#### TRECHO ORIGINAL:

- - -

Eu, hein? O pivô de tudo, que é esse padrasto pedófilo, tarado, que cometeu um crime bárbaro, não merece a excomunhão também? Não que eu ache que excomungar tenha alguma importância pra quem entrou nesse imbroglio, mas, convenhamos, o tarado não merecia apenas a prisão. Porque excomungado ainda é um bom xingamento. Aliás, é só um xingamento. E mais nada.

5.3.09






Já fui morena de praia, meu habitat natural e obrigatório em dias de sol a partir das 9 da manhã, quando solteira, até as 10 após a maternidade, ou em horários os mais diversos quando já não precisava mais proteger as suaves peles de criancinhas.
Aos poucos, preguiça e distância se configuraram em sólidos argumentos para me afastarem do encontro com o mar, ao qual me rendo, quando cooptada por meu amigo Eduardo, em suas passagens pela cidade. Há mais ou menos um ano, isso aconteceu, assim como no início desta semana.

- - -

#### O QUE FAZER:
Dê continuidade ao trecho original sobre a praia, começando logo após a última frase.

- - -

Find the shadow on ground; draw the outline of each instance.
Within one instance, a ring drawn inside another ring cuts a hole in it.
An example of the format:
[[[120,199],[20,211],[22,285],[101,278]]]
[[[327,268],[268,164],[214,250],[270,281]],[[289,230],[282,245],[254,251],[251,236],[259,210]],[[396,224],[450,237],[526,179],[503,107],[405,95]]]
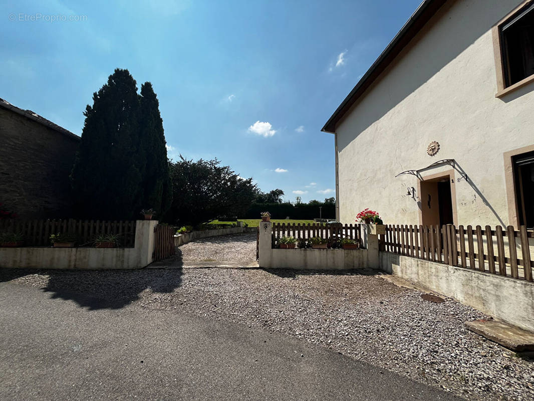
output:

- - -

#### RESPOSTA:
Bem que pensei em comprar um filtro solar novo, mas decidi arriscar-me e experimentar um tal Cenoura & Bronze, parente próximo do felizmente finado Rayto de Sol, um produto que se dizia bronzeador e argentino, popularíssimo na década de 70, marcando vítimas para a eternidade. Eu, que era neguinha, ficava embaixo da barraca, distante dessas bobagens escurecedoras (se usava de tudo, incluindo coca-cola, óleo de aviação, urucu, sempre com conseqüências desastrosas), o que me rende elogios de dermatologistas encantados com minha pele sem sardas, manchas e poucas rugas - isso eles é que dizem; eu vejo marcas pavorosas se avolumando ao redor de meus olhos - diante de tanto tempo de exposição ao sol.
Então, confiei no Cenoura & Bronze e expus exatamente metade de meu ser à incidência solar de Ipanema, mantendo o resto do corpo embaixo da barraca. Mar de águas cristalinas, biscoito Globo, mate, ventinho, todos os calouros de universidade esmolando moedinhas para encher a cara de cerveja, a constatação de que durante a semana a praia fica entregue a menores de 20 anos... Dia lindo, papo bom, tudo ótimo pra quem precisa de um recreio na vida.
Eu só não me lembrava da Era pré-filtro solar, em que a camada de ozônio era compacta e, mesmo assim, a gente respeitava o sol. Há três dias visto muito pouca roupa e, mesmo assim, só de suaves malhas fininhas, de algodão. Basicamente, pijaminhas de dormir, nada além. Meu lado esquerdo está moreno. O direito é vermelho-mogno. Dói. Tudo incomoda. Tornei-me uma cenoura bronzeada.
Assim fica difícil eu voltar a me viciar em praia!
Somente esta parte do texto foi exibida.